Exercise aim
Repeat verbatim the lines of the data below, beginning with the line containing "A point falls on each instance of the cluster" and continuing to the end.

=======

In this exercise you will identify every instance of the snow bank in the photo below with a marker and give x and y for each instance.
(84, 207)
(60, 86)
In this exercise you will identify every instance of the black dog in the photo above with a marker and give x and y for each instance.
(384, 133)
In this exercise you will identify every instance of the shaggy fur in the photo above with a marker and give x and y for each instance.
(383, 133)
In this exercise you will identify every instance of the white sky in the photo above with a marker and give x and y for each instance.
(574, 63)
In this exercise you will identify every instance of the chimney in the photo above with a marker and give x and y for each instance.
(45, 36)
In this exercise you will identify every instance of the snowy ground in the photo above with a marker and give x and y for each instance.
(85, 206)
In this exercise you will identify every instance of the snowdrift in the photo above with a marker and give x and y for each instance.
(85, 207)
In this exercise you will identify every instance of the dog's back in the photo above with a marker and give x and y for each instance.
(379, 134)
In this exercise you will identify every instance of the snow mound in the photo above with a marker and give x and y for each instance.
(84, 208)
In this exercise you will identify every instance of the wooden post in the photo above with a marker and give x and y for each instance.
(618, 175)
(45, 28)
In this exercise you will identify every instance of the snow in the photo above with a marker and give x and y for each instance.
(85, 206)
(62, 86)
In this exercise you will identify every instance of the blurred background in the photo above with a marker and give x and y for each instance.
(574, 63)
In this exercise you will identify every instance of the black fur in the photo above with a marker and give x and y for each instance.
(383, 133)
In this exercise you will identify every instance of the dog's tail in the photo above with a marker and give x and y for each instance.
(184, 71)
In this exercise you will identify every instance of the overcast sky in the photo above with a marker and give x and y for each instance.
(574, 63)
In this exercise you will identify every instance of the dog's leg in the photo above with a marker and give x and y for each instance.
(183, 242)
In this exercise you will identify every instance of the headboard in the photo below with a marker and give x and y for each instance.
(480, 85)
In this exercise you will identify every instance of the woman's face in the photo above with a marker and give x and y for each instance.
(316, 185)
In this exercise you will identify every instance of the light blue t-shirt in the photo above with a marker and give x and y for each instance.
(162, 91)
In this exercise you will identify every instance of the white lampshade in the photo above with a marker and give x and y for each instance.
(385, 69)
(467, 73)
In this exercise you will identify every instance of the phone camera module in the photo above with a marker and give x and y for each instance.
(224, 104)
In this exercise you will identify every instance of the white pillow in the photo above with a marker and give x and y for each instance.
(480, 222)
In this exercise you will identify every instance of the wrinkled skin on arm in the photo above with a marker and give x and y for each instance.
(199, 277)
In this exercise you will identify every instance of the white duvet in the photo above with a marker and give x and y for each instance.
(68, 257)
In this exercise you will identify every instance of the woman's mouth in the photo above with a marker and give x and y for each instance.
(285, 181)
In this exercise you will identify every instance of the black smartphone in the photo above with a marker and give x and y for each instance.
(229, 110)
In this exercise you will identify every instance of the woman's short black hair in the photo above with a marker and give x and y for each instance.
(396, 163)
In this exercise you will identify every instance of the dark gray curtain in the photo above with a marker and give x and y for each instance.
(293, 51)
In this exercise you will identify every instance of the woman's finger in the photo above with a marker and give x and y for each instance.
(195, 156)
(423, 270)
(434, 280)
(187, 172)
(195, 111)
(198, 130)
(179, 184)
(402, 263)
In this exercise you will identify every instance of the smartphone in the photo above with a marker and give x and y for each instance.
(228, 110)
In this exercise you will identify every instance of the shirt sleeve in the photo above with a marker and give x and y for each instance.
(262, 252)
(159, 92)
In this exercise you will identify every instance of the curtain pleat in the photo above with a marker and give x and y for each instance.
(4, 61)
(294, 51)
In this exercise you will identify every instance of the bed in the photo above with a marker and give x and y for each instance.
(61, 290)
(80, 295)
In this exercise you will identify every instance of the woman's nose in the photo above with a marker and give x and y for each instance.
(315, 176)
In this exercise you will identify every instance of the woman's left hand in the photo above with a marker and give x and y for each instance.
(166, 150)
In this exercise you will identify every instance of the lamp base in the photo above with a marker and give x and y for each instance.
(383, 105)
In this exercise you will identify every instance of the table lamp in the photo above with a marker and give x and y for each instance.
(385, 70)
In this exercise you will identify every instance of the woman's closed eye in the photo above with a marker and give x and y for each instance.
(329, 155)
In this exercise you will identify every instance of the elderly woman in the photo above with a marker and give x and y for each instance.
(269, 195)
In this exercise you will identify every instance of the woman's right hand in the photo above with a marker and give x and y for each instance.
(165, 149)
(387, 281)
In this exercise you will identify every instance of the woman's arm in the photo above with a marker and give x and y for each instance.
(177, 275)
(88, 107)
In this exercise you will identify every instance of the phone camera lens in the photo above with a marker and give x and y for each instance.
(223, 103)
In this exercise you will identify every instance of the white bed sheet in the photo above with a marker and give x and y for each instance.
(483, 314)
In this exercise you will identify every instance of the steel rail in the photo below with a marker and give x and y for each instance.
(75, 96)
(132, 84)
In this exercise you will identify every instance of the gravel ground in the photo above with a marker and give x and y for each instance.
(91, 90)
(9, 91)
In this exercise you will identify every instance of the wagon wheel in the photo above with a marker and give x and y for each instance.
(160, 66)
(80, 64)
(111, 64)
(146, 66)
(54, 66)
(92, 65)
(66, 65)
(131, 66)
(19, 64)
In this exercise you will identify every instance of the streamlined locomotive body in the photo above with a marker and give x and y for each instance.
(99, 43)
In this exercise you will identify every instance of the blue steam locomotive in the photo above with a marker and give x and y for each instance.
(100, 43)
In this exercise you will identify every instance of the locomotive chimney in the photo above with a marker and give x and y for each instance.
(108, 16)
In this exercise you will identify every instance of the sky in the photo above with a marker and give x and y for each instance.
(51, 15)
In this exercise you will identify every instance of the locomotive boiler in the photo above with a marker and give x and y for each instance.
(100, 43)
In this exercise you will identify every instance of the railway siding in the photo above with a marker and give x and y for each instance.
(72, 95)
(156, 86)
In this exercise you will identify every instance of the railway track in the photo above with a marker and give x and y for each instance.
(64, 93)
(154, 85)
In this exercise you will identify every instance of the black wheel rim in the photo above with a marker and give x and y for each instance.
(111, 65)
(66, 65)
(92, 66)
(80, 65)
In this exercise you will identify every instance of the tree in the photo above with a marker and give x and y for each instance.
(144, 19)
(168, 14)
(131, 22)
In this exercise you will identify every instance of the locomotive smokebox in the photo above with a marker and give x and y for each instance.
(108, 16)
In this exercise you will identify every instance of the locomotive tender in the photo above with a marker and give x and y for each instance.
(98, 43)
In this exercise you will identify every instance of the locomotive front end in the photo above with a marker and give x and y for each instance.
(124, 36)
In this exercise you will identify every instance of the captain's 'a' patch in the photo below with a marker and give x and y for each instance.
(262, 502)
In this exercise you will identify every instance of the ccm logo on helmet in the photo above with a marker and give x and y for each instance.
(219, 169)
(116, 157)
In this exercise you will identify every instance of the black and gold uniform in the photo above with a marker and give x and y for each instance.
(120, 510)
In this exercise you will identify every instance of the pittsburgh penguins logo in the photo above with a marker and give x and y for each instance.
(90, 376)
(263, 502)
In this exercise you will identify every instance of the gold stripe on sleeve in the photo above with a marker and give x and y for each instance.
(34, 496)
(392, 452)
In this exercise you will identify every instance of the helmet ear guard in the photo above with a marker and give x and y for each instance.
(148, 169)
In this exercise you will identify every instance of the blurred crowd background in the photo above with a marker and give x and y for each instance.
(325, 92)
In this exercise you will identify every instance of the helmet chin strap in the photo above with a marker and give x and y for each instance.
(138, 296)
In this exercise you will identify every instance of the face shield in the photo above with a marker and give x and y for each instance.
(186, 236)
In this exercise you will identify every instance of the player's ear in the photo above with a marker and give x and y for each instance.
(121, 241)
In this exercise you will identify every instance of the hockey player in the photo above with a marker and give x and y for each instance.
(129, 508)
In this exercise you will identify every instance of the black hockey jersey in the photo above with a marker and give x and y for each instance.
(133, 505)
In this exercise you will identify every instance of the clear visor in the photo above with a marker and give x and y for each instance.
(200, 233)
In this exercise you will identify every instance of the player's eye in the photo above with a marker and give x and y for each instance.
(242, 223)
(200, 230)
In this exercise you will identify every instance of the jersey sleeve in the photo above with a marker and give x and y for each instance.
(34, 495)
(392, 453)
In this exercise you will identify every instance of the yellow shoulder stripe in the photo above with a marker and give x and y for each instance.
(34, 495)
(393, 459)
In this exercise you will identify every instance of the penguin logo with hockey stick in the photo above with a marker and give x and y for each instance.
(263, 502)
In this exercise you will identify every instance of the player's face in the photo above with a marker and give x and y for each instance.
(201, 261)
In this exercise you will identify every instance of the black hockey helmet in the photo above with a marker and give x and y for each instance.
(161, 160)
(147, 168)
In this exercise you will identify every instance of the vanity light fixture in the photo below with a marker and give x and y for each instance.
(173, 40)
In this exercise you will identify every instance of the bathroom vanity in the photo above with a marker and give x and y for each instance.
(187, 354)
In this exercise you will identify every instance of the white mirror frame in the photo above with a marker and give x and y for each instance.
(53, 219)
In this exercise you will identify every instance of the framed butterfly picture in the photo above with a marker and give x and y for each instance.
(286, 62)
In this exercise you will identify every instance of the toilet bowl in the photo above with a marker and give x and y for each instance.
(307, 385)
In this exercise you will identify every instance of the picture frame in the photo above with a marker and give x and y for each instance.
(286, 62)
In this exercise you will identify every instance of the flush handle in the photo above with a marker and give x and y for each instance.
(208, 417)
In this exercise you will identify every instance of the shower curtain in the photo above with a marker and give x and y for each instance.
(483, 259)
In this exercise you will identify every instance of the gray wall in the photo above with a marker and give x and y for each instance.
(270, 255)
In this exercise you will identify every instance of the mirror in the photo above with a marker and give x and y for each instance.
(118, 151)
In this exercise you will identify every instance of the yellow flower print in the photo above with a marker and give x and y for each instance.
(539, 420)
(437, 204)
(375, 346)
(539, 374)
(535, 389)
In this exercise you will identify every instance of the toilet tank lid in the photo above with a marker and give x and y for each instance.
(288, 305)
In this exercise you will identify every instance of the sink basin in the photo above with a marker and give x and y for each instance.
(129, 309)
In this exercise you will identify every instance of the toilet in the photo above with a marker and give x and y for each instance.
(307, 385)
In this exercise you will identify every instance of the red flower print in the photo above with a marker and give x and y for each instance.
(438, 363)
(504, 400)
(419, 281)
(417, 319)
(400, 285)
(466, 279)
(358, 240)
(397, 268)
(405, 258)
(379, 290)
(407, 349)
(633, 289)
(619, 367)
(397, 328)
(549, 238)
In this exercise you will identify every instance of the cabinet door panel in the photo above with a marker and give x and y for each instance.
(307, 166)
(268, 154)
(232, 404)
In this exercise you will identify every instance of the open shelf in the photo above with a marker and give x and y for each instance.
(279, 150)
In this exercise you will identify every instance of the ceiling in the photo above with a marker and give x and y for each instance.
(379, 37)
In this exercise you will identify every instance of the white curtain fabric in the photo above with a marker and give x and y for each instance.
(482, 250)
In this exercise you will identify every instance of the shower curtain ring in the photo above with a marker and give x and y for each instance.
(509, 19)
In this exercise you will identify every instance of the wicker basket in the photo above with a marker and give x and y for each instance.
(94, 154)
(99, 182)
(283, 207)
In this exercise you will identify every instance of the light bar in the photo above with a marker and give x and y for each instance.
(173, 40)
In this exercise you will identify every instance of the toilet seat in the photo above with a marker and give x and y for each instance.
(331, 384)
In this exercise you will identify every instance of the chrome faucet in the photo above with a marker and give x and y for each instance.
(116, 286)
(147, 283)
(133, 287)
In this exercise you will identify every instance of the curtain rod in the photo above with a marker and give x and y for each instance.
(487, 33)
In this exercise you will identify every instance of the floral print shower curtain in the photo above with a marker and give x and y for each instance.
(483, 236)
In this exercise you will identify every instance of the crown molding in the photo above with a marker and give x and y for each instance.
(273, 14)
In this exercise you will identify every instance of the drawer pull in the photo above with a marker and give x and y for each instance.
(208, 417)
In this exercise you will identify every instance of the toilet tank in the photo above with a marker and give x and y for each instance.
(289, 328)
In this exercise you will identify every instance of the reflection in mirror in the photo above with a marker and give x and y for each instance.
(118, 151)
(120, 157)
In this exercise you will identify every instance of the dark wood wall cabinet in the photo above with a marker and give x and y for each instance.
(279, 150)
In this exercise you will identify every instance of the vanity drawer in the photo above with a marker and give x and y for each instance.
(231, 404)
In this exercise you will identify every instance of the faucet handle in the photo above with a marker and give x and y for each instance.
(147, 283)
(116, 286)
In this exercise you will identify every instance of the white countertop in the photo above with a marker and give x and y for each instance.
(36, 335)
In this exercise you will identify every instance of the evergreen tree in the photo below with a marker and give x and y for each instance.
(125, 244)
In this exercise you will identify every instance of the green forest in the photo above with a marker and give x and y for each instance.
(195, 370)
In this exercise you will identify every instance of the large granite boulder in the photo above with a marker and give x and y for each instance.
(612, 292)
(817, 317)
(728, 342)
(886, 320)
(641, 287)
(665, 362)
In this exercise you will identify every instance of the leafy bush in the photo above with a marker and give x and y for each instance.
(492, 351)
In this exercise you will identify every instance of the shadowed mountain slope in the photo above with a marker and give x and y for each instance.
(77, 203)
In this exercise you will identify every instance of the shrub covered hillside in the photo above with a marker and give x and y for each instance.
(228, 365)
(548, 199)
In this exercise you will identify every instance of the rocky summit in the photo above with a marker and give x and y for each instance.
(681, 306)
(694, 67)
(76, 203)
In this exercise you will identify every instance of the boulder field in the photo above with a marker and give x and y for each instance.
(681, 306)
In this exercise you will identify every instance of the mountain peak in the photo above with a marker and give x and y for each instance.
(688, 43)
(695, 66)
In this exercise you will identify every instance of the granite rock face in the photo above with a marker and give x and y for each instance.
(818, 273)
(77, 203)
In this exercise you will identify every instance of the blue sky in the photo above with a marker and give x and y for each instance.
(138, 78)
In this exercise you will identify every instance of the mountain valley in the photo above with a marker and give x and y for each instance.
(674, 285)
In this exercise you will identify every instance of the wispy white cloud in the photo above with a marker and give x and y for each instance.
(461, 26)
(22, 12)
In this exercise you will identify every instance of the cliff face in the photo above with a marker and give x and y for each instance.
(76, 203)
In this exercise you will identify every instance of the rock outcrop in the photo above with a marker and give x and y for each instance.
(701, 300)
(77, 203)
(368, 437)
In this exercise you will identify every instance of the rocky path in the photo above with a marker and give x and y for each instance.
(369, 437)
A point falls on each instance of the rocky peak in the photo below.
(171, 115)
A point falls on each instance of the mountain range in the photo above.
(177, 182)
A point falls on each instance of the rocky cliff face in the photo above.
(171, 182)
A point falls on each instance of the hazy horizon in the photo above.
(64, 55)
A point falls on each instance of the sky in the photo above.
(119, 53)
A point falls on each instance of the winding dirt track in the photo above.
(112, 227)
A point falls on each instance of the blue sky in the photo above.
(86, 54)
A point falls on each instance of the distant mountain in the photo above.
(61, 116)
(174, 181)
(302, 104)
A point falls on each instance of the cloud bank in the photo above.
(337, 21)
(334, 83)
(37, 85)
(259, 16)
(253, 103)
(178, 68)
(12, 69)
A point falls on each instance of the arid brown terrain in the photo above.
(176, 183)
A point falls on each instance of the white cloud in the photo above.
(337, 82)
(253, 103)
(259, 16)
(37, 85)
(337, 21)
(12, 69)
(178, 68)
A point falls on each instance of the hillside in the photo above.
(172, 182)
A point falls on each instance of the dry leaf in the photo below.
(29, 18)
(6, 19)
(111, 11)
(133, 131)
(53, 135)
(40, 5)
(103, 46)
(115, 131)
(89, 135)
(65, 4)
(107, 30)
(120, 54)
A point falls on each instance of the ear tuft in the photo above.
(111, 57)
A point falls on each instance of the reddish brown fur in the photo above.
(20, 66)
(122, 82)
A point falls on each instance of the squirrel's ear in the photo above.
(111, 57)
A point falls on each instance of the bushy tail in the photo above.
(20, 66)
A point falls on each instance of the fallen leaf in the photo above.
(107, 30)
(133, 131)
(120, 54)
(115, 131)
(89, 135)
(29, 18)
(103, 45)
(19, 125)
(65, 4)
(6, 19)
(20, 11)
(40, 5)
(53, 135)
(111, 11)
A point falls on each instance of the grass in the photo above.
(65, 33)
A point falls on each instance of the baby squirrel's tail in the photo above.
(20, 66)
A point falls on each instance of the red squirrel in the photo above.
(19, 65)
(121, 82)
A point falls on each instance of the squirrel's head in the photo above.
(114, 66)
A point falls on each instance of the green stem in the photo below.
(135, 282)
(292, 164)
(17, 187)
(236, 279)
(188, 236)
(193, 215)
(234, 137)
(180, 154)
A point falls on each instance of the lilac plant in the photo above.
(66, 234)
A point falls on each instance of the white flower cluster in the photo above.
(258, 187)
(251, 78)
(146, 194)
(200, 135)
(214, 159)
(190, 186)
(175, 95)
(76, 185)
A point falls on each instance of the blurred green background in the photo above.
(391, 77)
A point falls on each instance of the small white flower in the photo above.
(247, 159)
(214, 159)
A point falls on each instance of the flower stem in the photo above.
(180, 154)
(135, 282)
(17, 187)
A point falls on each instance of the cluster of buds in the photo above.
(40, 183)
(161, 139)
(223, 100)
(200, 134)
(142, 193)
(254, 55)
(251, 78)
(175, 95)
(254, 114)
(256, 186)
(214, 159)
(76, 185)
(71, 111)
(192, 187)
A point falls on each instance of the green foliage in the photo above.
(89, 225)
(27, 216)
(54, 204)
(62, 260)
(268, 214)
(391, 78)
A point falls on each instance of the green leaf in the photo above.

=======

Answer
A point falls on each instance of the cluster of buds in the photo above.
(40, 183)
(161, 139)
(223, 100)
(200, 134)
(142, 193)
(254, 55)
(251, 78)
(175, 95)
(254, 114)
(256, 186)
(214, 159)
(76, 185)
(71, 111)
(192, 187)
A point falls on each instance of the green foliage in the photo above.
(89, 225)
(27, 216)
(54, 204)
(62, 260)
(268, 214)
(391, 78)
A point falls on each instance of the green leaf in the photo above.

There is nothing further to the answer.